++++ Passage provided ++++
In 2003, our oil field development work included development of new designs and processes for the application of advanced oil bed stimulation methods and technologies, in order to ensure profitable oil field development. In the area of well construction, we have specifically focused on increasing penetration rates and well production capabilities. Moreover, we continue to improve the quality of techniques for drilling mud, technologies for implementing profile shut-offs and construction of small-diameter wells. In oil and natural gas treatment, we continued work on reconstruction of the collection system, improvement of accounting, as well as implementation of more strict requirements for the oil quality to meet demands of the world and domestic markets.

 

In the energy sector, we are building new, more efficient and economical equipment. We are focusing on energy-saving projects as well as the development and implementation of measures to optimize energy consumption due to time-specific tariffs by our suppliers, cut energy costs and implement the program of energy saving. We are also improving the automation of our control systems by creating integrated control and information support for oil production, accounting, treatment and delivery. These measures will allow us to use available information to analyze various production areas and to take immediate action during an emergency.
++++ Records ++++
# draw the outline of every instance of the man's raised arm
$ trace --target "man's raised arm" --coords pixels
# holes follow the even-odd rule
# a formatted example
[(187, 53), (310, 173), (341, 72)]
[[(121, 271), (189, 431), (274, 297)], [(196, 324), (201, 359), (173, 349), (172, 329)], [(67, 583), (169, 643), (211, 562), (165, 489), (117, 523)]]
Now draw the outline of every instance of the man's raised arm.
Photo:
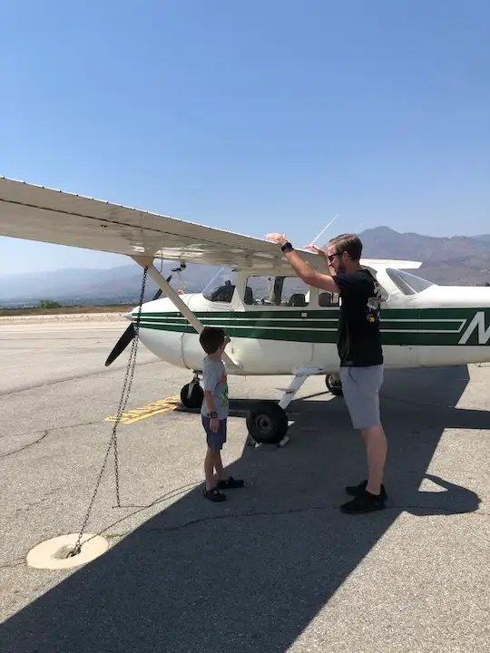
[[(286, 236), (283, 234), (271, 233), (268, 234), (266, 238), (270, 240), (273, 240), (280, 246), (280, 249), (284, 252), (284, 255), (289, 262), (291, 268), (295, 270), (299, 278), (306, 284), (313, 286), (313, 288), (321, 288), (322, 290), (328, 290), (331, 293), (339, 292), (334, 278), (330, 277), (330, 275), (321, 274), (320, 272), (317, 272), (317, 270), (313, 269), (313, 268), (304, 261), (299, 254), (294, 250)], [(319, 254), (320, 252), (323, 256), (325, 255), (323, 250), (319, 250), (318, 249), (318, 253)]]

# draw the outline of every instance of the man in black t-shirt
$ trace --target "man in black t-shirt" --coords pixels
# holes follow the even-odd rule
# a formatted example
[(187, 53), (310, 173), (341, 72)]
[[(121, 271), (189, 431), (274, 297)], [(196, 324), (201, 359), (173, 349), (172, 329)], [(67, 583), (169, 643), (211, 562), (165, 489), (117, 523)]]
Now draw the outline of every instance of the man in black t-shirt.
[(379, 414), (383, 383), (383, 350), (379, 333), (381, 292), (376, 278), (360, 266), (362, 243), (356, 234), (342, 234), (328, 243), (323, 256), (330, 275), (321, 274), (294, 251), (281, 234), (268, 237), (280, 245), (289, 262), (306, 284), (340, 295), (337, 347), (340, 381), (354, 428), (359, 429), (368, 453), (368, 480), (346, 488), (354, 499), (340, 508), (348, 513), (370, 512), (385, 507), (383, 473), (387, 438)]

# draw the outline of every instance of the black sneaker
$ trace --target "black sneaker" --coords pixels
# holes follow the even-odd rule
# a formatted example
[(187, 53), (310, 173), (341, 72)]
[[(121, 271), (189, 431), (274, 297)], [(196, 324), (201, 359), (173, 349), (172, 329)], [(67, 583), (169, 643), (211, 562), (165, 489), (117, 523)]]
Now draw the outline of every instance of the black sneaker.
[[(363, 481), (358, 485), (348, 485), (346, 487), (346, 492), (348, 494), (350, 494), (350, 496), (358, 496), (359, 494), (362, 494), (366, 488), (368, 487), (368, 481)], [(381, 483), (381, 497), (386, 501), (387, 499), (387, 491), (385, 490), (385, 486), (383, 483)]]
[(241, 479), (234, 479), (232, 476), (227, 478), (226, 481), (218, 481), (216, 483), (216, 487), (220, 490), (232, 490), (234, 488), (243, 487), (244, 485), (244, 481), (241, 481)]
[(366, 490), (358, 494), (354, 499), (340, 506), (342, 512), (346, 514), (363, 514), (374, 512), (385, 508), (385, 500), (380, 494), (371, 494)]
[(226, 499), (226, 494), (220, 492), (217, 488), (211, 488), (211, 490), (206, 490), (206, 488), (204, 488), (202, 496), (214, 503), (219, 503)]

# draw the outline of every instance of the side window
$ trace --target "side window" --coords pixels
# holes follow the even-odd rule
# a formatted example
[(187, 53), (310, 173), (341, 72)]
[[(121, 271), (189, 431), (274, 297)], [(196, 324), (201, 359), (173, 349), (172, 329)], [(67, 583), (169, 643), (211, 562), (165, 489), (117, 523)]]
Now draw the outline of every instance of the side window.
++++
Goal 1 – From the passage on oil field and energy work, print the part starting with "In 2003, our" and going on through "and domestic markets.", word for word.
Goal 2 –
Using the passage on oil field and energy work, say yes or no to each statement, and quote the words that settle it.
(a) The 2003 oil field development work included new designs and processes for applying advanced oil bed stimulation methods.
(b) In well construction, the specific focus was on lowering drilling costs.
(c) The improved automation of control systems is meant to allow immediate action during an emergency.
Goal 3 –
Answer these questions from the passage on oil field and energy work.
(a) What two things were specifically focused on in well construction?
(b) Because of what are measures taken to optimize energy consumption?
(c) The stricter oil quality requirements are meant to meet the demands of which markets?

Exercise result 1 –
In 2003, our oil field development work included development of new designs and processes for the application of advanced oil bed stimulation methods and technologies, in order to ensure profitable oil field development. In the area of well construction, we have specifically focused on increasing penetration rates and well production capabilities. Moreover, we continue to improve the quality of techniques for drilling mud, technologies for implementing profile shut-offs and construction of small-diameter wells. In oil and natural gas treatment, we continued work on reconstruction of the collection system, improvement of accounting, as well as implementation of more strict requirements for the oil quality to meet demands of the world and domestic markets.

Exercise result 2 –
(a) Yes: "our oil field development work included development of new designs and processes for the application of advanced oil bed stimulation methods and technologies"
(b) No: "we have specifically focused on increasing penetration rates and well production capabilities"
(c) Yes: "These measures will allow us to use available information to analyze various production areas and to take immediate action during an emergency."

Exercise result 3 –
(a) Increasing penetration rates and well production capabilities.
(b) Time-specific tariffs by the suppliers.
(c) The world and domestic markets.